Entries from a pointing dataset.
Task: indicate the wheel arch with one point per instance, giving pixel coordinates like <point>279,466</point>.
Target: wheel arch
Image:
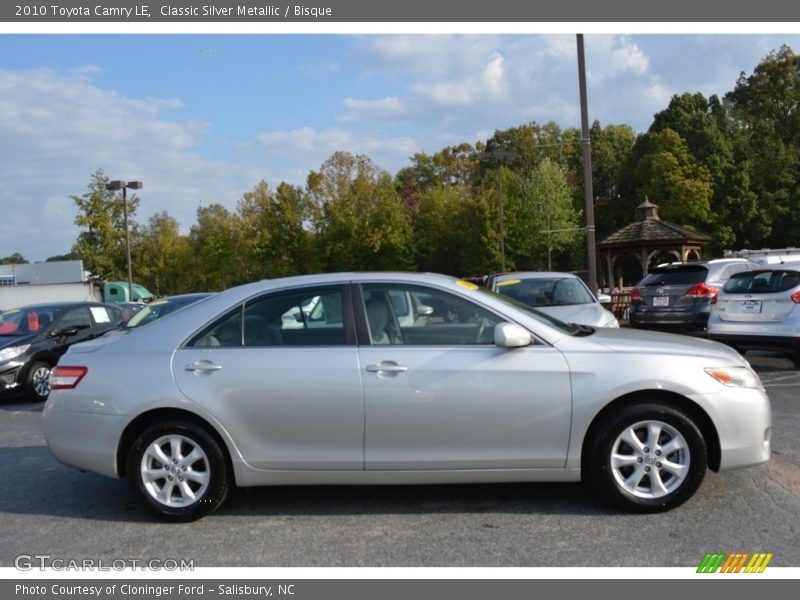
<point>675,400</point>
<point>145,420</point>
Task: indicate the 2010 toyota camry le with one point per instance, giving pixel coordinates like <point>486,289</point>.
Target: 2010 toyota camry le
<point>398,378</point>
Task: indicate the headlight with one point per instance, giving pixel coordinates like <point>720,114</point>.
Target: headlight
<point>735,376</point>
<point>13,352</point>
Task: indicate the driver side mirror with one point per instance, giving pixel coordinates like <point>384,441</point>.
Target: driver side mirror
<point>57,333</point>
<point>511,335</point>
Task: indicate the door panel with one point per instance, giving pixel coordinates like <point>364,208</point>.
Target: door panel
<point>440,395</point>
<point>282,371</point>
<point>285,407</point>
<point>465,407</point>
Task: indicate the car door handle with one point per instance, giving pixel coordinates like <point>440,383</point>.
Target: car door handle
<point>386,367</point>
<point>203,366</point>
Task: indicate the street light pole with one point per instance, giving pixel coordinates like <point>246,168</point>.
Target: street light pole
<point>124,185</point>
<point>587,169</point>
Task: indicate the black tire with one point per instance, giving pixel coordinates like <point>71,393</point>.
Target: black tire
<point>642,478</point>
<point>37,382</point>
<point>196,477</point>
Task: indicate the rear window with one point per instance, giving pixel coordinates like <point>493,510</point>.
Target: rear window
<point>763,282</point>
<point>685,275</point>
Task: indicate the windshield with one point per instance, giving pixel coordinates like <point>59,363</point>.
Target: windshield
<point>568,328</point>
<point>159,308</point>
<point>19,322</point>
<point>546,291</point>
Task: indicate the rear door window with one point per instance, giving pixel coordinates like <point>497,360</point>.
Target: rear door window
<point>683,276</point>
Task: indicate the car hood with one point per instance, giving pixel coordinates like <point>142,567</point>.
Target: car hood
<point>93,344</point>
<point>7,341</point>
<point>653,342</point>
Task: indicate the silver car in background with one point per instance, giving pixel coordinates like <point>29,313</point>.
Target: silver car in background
<point>561,295</point>
<point>759,309</point>
<point>228,392</point>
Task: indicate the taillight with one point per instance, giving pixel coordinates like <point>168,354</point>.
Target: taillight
<point>66,378</point>
<point>701,290</point>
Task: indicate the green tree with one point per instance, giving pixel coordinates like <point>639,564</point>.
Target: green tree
<point>100,219</point>
<point>274,240</point>
<point>163,257</point>
<point>213,240</point>
<point>611,148</point>
<point>765,107</point>
<point>555,221</point>
<point>670,176</point>
<point>60,257</point>
<point>360,220</point>
<point>13,259</point>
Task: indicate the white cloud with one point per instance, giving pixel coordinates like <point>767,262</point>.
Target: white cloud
<point>310,147</point>
<point>390,105</point>
<point>56,130</point>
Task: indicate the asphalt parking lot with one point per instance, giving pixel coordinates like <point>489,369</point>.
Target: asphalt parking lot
<point>46,508</point>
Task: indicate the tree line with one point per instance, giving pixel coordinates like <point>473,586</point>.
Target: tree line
<point>728,167</point>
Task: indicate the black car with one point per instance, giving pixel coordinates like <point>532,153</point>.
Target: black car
<point>677,296</point>
<point>34,337</point>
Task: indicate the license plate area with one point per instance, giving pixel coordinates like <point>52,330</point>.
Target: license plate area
<point>660,301</point>
<point>750,307</point>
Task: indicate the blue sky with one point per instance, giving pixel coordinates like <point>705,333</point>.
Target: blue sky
<point>204,118</point>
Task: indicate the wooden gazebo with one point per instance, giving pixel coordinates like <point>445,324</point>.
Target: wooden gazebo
<point>647,238</point>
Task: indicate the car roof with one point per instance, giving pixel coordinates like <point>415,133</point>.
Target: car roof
<point>56,305</point>
<point>534,275</point>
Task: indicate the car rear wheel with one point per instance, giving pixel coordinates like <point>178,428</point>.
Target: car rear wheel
<point>37,385</point>
<point>648,457</point>
<point>178,470</point>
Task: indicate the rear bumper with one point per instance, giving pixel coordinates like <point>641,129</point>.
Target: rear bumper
<point>757,341</point>
<point>668,320</point>
<point>84,440</point>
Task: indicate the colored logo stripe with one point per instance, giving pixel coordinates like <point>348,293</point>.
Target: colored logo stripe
<point>734,563</point>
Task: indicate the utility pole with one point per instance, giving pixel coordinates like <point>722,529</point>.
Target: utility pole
<point>588,194</point>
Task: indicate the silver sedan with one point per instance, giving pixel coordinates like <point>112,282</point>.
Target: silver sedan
<point>224,393</point>
<point>759,309</point>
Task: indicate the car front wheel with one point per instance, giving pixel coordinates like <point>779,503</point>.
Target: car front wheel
<point>37,386</point>
<point>178,471</point>
<point>648,457</point>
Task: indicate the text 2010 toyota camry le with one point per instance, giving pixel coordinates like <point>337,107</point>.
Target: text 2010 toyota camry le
<point>392,378</point>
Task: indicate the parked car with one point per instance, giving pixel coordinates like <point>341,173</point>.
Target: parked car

PROBLEM DESCRIPTION. Please present every line of the entries above as a numbered list, skipping blank lines and omitting the pictures.

WRITTEN REPLY.
1. Task: indicate the wheel arch with one point per instance, giving pixel coordinates like <point>279,466</point>.
2. Target: wheel arch
3. Image:
4. <point>675,400</point>
5. <point>145,420</point>
6. Task: indicate the 2010 toyota camry le with one point per instance, giving pixel coordinates like <point>486,289</point>.
7. Target: 2010 toyota camry le
8. <point>398,378</point>
9. Task: indicate the headlight with one point per instance, giving pixel coordinates like <point>720,114</point>.
10. Target: headlight
11. <point>735,376</point>
12. <point>13,352</point>
13. Task: indicate the driver side mirror with one point per instance, giving pixel coordinates like <point>384,441</point>.
14. Target: driver side mirror
15. <point>57,333</point>
16. <point>511,335</point>
17. Task: indicate the door panel with one point per instance, giving pixel coordinates like <point>364,208</point>.
18. Target: door panel
19. <point>440,395</point>
20. <point>282,371</point>
21. <point>285,407</point>
22. <point>465,407</point>
23. Task: indicate the car door handle with one point per instance, giving pixel coordinates like <point>440,383</point>.
24. Target: car door handle
25. <point>386,367</point>
26. <point>203,366</point>
27. Task: indicate the street light pole with one point per instance, giving pixel coordinates like <point>246,168</point>.
28. Target: street light pole
29. <point>124,185</point>
30. <point>587,169</point>
31. Task: indicate the black tire with one point per instance, giving pixel coordinates like <point>71,393</point>.
32. Target: black tire
33. <point>642,478</point>
34. <point>37,382</point>
35. <point>196,477</point>
36. Task: indicate the rear window with one point per instance, giving pixel coordinates like <point>493,510</point>.
37. Target: rear window
38. <point>763,282</point>
39. <point>685,275</point>
40. Task: indicate the windshield with one point per instance, giving pixel coordinates like <point>59,363</point>.
41. Target: windshield
42. <point>568,328</point>
43. <point>159,308</point>
44. <point>19,322</point>
45. <point>546,291</point>
46. Task: indicate the rear door window with one point per instance, giving pixel coordinates like <point>497,360</point>.
47. Target: rear door window
48. <point>683,276</point>
49. Task: indicate the car hood with one point per instance, giving pixel coordinates like <point>142,567</point>.
50. Target: car hood
51. <point>93,344</point>
52. <point>7,341</point>
53. <point>653,342</point>
54. Task: indicate the silver car in background with one point per instance, giving pixel coordinates like <point>29,313</point>.
55. Target: silver car in background
56. <point>561,295</point>
57. <point>759,309</point>
58. <point>228,392</point>
59. Task: indicate the taillight with one point per instance, giving pixel coordinates like <point>168,354</point>.
60. Target: taillight
61. <point>66,378</point>
62. <point>701,290</point>
63. Task: indicate the green tree with one point per instance, giving pixel coordinates like <point>639,564</point>.
64. Target: green tree
65. <point>100,219</point>
66. <point>274,240</point>
67. <point>163,257</point>
68. <point>213,240</point>
69. <point>611,148</point>
70. <point>765,107</point>
71. <point>555,221</point>
72. <point>670,176</point>
73. <point>60,257</point>
74. <point>360,220</point>
75. <point>13,259</point>
76. Task: indicate the white cloud with one point per instance, giving pixel coordinates like <point>767,262</point>.
77. Target: white cloud
78. <point>310,147</point>
79. <point>390,105</point>
80. <point>56,130</point>
81. Task: indicate the asphalt parking lot with one point per instance, giving pixel coordinates like <point>489,369</point>.
82. Target: asphalt parking lot
83. <point>46,508</point>
84. Task: indicate the tree line with one point per instance, giving pixel coordinates like <point>473,586</point>.
85. Target: tree line
86. <point>728,167</point>
87. Task: indicate the black car with one point per instance, giving pixel coordinates like <point>532,153</point>.
88. Target: black car
89. <point>677,296</point>
90. <point>34,337</point>
91. Task: indicate the license plate area with one point per instance, giving pixel coordinates like <point>52,330</point>.
92. Target: license plate area
93. <point>660,301</point>
94. <point>750,307</point>
95. Task: indicate the blue sky with one point per instance, giving pixel coordinates like <point>705,333</point>.
96. Target: blue sky
97. <point>204,118</point>
98. Task: indicate the wooden gazebo with one point per instance, giving pixel coordinates like <point>445,324</point>.
99. Target: wooden gazebo
100. <point>647,238</point>
101. Task: indicate the car roof with one point per instance, giving pixel coordinates like <point>415,133</point>.
102. Target: car roof
103. <point>56,305</point>
104. <point>534,275</point>
105. Task: indicate the car rear wheel with one point per instance, giving pixel coordinates like <point>178,428</point>.
106. Target: car rear wheel
107. <point>37,385</point>
108. <point>648,457</point>
109. <point>178,470</point>
110. Task: indicate the rear bumper with one point per instance, giving pixel coordinates like <point>641,129</point>.
111. Target: rear bumper
112. <point>757,341</point>
113. <point>668,320</point>
114. <point>84,440</point>
115. Task: indicate the colored logo stripe with one point per instance, giving pixel coordinates like <point>348,293</point>.
116. Target: colored logo stripe
117. <point>734,563</point>
118. Task: indicate the utility pole with one point per instance, giving pixel coordinates like <point>722,529</point>.
119. Target: utility pole
120. <point>588,194</point>
121. Task: indicate the silver sedan with one point per instance, giving pixel coordinates like <point>112,282</point>.
122. Target: silver sedan
123. <point>224,393</point>
124. <point>759,309</point>
125. Task: indicate the car front wheel with one point per instance, giving pixel coordinates like <point>779,503</point>.
126. Target: car front wheel
127. <point>37,386</point>
128. <point>178,471</point>
129. <point>648,457</point>
130. Task: indicate the text 2010 toyota camry le with one point per instance, giving pixel coordinates like <point>337,107</point>.
131. Target: text 2010 toyota camry le
132. <point>392,378</point>
133. Task: indicate the parked car with one point per instance, giving pixel coordinates like <point>341,173</point>.
134. Target: parked car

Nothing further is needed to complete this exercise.